─── GIVEN ENTRIES
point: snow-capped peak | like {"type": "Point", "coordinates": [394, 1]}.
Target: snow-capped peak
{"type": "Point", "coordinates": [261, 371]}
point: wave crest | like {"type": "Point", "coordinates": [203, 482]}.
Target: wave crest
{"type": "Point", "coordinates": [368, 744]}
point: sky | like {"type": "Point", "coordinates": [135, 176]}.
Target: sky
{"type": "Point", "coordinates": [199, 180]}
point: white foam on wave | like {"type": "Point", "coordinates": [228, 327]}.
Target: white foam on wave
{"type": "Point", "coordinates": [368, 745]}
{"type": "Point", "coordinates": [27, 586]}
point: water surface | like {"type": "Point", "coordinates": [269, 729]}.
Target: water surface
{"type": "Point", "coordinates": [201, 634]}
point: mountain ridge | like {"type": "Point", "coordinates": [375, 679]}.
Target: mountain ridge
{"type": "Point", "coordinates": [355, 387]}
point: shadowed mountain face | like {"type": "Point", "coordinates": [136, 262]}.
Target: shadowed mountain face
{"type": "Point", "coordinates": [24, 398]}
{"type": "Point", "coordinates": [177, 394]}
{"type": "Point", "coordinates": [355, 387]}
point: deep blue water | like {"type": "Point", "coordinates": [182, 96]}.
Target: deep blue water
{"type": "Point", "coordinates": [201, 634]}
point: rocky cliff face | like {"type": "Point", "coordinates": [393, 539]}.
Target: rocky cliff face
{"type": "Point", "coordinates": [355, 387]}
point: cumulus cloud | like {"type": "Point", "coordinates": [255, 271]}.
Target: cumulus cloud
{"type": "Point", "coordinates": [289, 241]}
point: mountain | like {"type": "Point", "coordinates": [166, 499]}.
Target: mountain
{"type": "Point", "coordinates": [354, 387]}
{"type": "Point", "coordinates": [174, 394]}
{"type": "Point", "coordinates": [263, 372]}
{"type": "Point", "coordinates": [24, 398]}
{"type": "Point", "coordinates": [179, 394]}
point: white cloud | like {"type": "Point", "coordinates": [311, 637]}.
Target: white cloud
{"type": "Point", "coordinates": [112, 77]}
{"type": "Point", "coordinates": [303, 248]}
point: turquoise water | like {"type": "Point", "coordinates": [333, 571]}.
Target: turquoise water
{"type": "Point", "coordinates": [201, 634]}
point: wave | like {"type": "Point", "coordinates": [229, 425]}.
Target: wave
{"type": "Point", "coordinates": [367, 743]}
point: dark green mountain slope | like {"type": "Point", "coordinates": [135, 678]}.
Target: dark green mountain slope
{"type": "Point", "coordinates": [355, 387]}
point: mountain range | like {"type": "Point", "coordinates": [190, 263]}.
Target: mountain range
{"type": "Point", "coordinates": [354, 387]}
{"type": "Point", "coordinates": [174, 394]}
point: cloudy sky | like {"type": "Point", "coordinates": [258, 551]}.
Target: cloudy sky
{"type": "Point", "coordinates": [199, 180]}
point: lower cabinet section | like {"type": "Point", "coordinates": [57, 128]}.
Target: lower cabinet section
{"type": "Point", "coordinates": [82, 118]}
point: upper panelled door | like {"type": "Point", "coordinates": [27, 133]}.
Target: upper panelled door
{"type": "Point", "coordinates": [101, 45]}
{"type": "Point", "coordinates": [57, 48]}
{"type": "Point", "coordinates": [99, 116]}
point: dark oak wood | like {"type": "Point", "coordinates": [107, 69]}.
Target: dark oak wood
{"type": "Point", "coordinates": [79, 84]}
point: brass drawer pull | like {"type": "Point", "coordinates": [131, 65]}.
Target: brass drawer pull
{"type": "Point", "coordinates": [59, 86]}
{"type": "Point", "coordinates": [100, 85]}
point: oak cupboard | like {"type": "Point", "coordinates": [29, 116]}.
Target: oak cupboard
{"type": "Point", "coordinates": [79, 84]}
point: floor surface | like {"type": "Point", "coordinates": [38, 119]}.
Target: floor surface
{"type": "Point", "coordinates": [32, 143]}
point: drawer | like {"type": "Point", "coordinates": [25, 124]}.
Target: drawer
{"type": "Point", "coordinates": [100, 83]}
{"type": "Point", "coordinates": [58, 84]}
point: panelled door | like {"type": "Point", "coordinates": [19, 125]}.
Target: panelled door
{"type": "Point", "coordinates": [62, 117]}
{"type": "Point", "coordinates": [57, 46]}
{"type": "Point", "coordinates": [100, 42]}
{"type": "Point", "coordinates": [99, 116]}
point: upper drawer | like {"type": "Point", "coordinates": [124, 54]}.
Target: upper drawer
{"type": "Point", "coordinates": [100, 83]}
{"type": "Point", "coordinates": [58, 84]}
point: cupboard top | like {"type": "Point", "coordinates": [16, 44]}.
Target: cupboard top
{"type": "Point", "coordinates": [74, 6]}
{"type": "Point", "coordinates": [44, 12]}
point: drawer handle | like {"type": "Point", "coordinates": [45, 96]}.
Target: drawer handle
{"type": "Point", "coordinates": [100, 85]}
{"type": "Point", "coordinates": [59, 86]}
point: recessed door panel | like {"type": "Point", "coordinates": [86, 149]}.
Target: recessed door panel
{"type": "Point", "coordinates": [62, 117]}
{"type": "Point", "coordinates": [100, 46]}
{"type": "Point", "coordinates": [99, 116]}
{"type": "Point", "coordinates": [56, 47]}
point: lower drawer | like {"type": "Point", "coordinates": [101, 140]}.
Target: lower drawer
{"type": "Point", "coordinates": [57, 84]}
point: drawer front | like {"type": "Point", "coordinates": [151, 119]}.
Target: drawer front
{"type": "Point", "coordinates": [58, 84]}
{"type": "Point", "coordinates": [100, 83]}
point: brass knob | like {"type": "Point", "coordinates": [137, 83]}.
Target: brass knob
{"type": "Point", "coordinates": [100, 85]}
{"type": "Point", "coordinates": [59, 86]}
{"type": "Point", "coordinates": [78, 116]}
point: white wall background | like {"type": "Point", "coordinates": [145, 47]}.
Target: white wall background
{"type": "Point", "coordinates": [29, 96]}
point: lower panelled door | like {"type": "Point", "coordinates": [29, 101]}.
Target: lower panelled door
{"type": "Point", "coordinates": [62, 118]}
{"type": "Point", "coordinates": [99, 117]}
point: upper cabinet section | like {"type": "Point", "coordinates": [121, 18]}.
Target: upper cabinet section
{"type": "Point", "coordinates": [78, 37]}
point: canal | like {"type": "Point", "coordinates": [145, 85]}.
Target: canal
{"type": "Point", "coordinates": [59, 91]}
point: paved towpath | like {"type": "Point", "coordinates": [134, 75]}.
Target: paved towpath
──────
─── GIVEN ENTRIES
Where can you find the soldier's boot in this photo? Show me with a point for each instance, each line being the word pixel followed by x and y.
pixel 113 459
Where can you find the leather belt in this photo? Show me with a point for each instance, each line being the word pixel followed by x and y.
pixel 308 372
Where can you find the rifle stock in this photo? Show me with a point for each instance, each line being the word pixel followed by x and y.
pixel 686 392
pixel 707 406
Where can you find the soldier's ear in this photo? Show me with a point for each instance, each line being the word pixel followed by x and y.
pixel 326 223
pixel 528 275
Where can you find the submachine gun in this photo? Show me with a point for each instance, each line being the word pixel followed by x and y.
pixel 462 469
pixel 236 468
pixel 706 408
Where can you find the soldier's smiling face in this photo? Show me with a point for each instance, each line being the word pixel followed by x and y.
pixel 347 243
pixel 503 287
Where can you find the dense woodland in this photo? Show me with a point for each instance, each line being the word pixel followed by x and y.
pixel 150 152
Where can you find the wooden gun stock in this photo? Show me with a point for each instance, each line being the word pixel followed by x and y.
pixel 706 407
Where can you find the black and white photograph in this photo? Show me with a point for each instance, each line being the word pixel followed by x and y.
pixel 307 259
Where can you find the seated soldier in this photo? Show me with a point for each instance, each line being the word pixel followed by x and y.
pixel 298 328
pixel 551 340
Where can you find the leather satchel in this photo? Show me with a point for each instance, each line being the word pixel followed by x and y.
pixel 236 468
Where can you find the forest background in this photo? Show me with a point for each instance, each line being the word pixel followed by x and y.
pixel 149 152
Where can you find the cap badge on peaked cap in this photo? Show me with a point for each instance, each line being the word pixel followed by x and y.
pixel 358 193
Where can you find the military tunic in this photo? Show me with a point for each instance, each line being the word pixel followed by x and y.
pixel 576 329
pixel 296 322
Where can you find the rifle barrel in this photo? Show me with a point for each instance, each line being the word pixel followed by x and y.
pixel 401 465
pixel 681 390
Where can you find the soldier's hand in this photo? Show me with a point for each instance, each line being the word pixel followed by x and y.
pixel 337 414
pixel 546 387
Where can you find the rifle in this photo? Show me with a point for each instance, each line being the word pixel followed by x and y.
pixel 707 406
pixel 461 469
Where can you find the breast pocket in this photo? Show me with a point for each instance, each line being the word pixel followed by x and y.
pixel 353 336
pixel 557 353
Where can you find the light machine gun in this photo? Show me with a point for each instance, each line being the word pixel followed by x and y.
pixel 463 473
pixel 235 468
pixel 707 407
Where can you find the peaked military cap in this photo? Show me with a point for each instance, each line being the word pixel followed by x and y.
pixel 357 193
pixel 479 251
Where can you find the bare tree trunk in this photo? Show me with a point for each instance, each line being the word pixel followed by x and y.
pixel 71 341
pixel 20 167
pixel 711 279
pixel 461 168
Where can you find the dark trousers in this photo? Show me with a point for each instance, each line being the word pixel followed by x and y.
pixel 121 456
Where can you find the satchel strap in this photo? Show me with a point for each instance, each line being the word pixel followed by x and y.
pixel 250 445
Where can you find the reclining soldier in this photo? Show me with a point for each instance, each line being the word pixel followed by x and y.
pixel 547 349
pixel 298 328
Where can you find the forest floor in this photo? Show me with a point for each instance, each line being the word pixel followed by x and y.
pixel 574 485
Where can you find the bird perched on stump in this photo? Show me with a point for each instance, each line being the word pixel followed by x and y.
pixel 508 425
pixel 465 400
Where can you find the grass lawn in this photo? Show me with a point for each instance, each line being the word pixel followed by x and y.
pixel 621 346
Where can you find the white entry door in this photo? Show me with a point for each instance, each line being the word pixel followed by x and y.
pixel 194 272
──────
→ EXERCISE INSTRUCTIONS
Consider the entries above and return each line with the string "towpath".

→ FINISHED EXERCISE
point: paved towpath | like {"type": "Point", "coordinates": [134, 75]}.
Target: paved towpath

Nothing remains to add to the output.